::: Text under study
PHOENIX — The head of the Department of Corrections remained “surprisingly uninformed” about nonfunctioning locks at one of the state’s largest prisons that resulted in “inmates streaming from cells to attack correctional officers or other inmates” according to a new report issued Thursday.

The analysis, performed by two former chief justices of the Arizona Supreme Court, found there was a “casual attitude of the inmates who leave their cells, wander the unit, and enter other cells.” More significant were the assaults on corrections officers that resulted at the Lewis Prison in Buckeye.

The report was sought by Gov. Doug Ducey in the wake of televised video showing that inmates could freely open and close their own cell doors. Other videos showed fires being lit and assaults on corrections officers.

Retired Justices Rebecca White Berch and Ruth McGregor said they cannot definitively say that Corrections Director Charles Ryan knew about the problems — at least not until he viewed videos that by that time had been aired on television.

It shows “several inmates out of their cells and COs standing around not doing much to put the fires out or secure the inmates.” Ryan, the justice said, told them that the reports he got at the time of the incident were “cursory and unenlightening.”
::::::
Continue the news report on the broken cell locks at the Lewis Prison, starting after its final sentence.
::: Dataset section
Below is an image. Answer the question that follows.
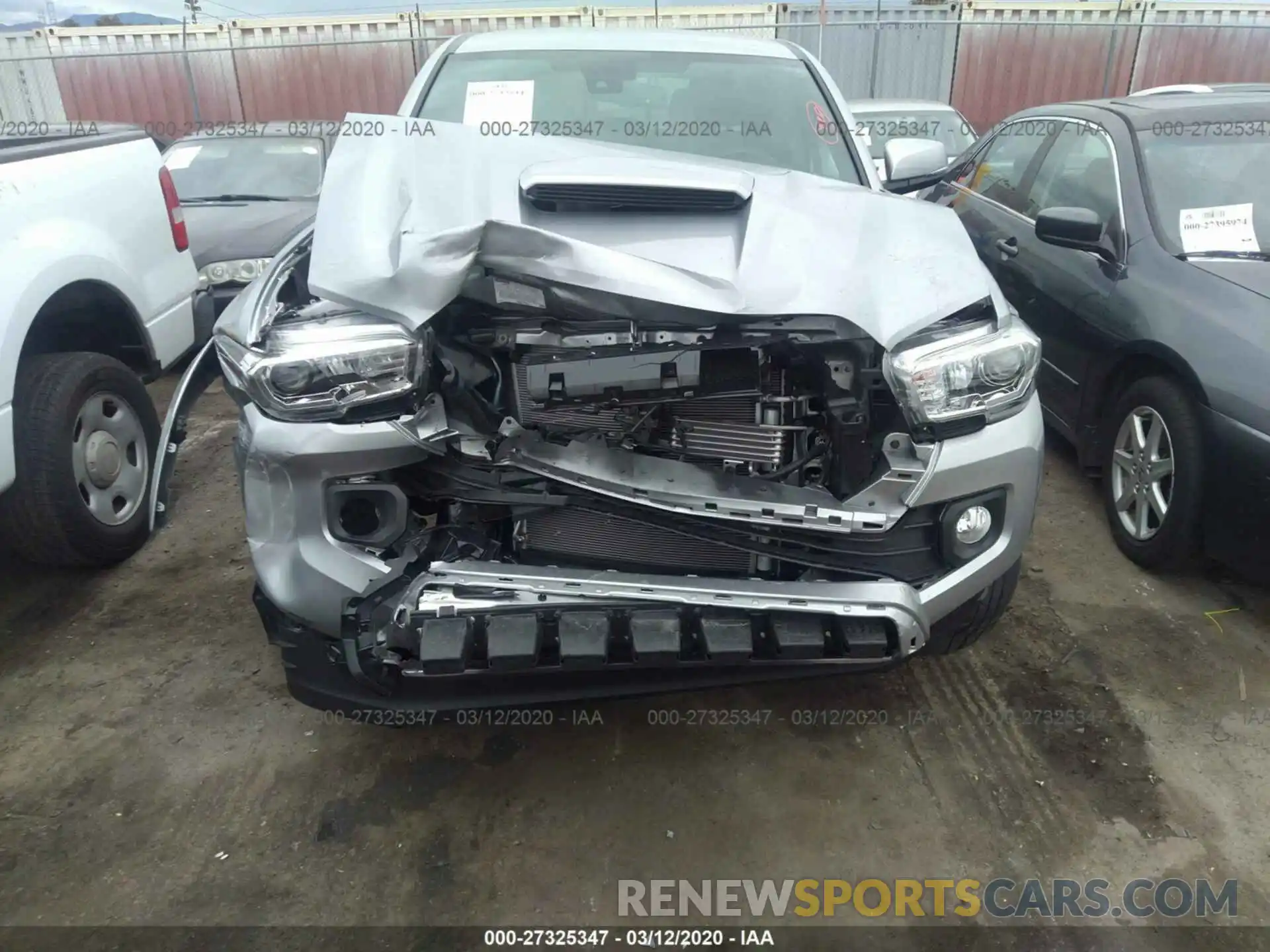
::::::
> Answer space:
“He appeared to have been shocked, when he first watched the video, to see that the event was quite serious and lasted approximately and hour and a half, and he was frustrated that leadership sat back and did not act affirmatively and decisively to resolve the incident,” the justice wrote. And they concluded that Ryan was “misled into thinking the locks were fully functional” and that inmates were getting out of their units only because the corrections officers were not checking the door frames and securing them.

And the justices said that some corrections officers had been instructed not to report security incidents “or told that information should be filtered to make a supervisor or unit ‘look good.’ ‘’

All that, they said, comes back to the complaints they said they heard from those they interviewed who said that Ryan surrounds himself with “yes men” and that “some dare not disagree with him and slant reports to meet his expectations for fear of discipline or termination.”

And the justices do not let Ryan off the hook because of what may have been his lack of knowledge of what was going on.

“Even if the director was misled about the functioning of the locks, he bears the responsibility as the director if the department for not being fully informed,” they wrote.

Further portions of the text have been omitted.